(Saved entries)

■ ■ ■ ■

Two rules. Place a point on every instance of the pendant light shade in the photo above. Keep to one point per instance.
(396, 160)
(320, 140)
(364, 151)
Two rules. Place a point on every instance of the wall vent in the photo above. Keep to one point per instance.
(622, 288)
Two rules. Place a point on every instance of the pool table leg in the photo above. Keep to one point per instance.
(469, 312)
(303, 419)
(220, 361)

■ ■ ■ ■

> **Problem**
Could you give the records again, exactly as they appear?

> **Completed exercise**
Two rules. Place a point on every instance of the pendant light shade in the photo above. Keep to one point per instance.
(396, 160)
(320, 140)
(364, 151)
Two rules. Place a point on every instance of the wall vent in the photo above. Keep to one point per instance.
(622, 288)
Two rules. Place a point on every instance of the pool table leg in the photo above. Keep to one point per instance.
(469, 312)
(303, 419)
(220, 361)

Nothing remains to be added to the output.